[[ PAGE EXCERPT, beginning ]]

Feature Story

November 18, 2010 | By Linda O’Horo

OWU Student Visits South Africa

Ohio Wesleyan student Rejoice Ngongoni received some valuable experience in public healthcare during her theory-to-practice trip to South Africa in June. (Photo courtesy of Rejoice Ngongoni ’11)

International student and senior Rejoice Ngongoni’s month-long trip to South Africa in June strengthened the resolve of the Ohio Wesleyan University senior to attend medical school and become a physician.

Ngongoni of Harare, Zimbabwe, is a chemistry and pre-medicine double major. She received a Theory-to-Practice grant to study the health system and health care delivery to under-served communities in Durban, South Africa. During her visit, she was immersed in a health care system that is short-staffed and burdened by an overwhelming need to care for the many HIV-positive and AIDS patients—which included infants through adults.

“My experience confirmed that I want to be a doctor,” Ngongoni says. She lived with a host family while participating in the program through Child Family Health International, a San Francisco-based nonprofit agency that provides opportunities in service-learning related to health care.

First, the students learned a few words in the Zulu language to help them communicate in a basic manner with patients.

[[ PAGE EXCERPT, end ]]

### WORK ITEM A
According to the feature story, which two majors is Rejoice Ngongoni pursuing?
### WORK ITEM B
Print the feature story from "Ohio Wesleyan student" up to and including "become a physician.".

[[ THE DATA, beginning ]]

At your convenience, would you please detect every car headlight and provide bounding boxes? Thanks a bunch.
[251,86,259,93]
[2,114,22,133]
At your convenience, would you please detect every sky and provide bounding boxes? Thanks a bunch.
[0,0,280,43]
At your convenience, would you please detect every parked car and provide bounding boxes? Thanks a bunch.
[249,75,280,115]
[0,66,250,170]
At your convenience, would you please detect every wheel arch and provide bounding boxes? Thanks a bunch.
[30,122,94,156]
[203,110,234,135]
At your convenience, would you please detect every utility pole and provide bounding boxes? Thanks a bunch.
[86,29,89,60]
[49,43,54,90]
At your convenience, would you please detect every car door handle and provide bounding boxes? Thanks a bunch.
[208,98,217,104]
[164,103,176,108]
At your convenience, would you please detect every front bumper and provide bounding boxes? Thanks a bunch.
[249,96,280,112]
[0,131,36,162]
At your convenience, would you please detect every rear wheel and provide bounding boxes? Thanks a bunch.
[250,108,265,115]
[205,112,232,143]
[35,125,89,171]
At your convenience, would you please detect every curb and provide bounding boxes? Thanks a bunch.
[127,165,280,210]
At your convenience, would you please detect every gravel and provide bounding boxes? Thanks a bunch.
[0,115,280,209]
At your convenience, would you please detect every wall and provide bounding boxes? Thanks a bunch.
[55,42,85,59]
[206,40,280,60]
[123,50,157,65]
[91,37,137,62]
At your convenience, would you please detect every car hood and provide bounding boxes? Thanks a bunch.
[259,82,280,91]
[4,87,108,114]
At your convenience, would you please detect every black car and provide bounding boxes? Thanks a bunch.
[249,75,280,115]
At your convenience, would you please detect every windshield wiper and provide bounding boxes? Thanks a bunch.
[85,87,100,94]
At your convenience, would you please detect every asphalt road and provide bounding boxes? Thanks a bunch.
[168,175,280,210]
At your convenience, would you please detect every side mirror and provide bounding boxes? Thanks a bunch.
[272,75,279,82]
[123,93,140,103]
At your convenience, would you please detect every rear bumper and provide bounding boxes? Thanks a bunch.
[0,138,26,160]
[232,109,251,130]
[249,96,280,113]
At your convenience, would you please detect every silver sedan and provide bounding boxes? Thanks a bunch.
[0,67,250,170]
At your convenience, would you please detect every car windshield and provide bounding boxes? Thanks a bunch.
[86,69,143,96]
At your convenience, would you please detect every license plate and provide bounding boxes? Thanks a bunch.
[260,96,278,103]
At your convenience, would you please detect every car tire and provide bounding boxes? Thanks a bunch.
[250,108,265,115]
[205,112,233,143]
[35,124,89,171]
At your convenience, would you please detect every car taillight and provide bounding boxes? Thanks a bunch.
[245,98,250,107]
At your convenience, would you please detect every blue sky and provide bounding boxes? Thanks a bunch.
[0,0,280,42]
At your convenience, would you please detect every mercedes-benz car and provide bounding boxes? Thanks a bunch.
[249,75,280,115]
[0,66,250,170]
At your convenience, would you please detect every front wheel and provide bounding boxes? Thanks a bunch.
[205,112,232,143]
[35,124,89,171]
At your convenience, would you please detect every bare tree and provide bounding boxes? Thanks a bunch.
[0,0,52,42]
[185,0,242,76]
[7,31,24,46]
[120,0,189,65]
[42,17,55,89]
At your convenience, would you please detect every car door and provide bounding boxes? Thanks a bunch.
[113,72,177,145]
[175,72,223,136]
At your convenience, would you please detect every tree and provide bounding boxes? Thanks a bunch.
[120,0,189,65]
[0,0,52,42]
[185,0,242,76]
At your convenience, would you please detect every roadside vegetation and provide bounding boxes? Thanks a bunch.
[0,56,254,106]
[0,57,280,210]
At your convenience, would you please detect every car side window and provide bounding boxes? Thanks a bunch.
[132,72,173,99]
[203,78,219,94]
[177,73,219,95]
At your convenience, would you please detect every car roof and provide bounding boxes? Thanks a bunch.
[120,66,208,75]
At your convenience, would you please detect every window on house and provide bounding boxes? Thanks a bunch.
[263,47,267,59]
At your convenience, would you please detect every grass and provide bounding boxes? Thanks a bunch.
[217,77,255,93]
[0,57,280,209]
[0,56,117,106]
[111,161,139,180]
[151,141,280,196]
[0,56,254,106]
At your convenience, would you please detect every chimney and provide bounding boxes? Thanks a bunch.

[[ THE DATA, end ]]

### REPLY A
Chemistry and pre-medicine.

### REPLY B
Ohio Wesleyan student Rejoice Ngongoni received some valuable experience in public healthcare during her theory-to-practice trip to South Africa in June. (Photo courtesy of Rejoice Ngongoni ’11)

International student and senior Rejoice Ngongoni’s month-long trip to South Africa in June strengthened the resolve of the Ohio Wesleyan University senior to attend medical school and become a physician.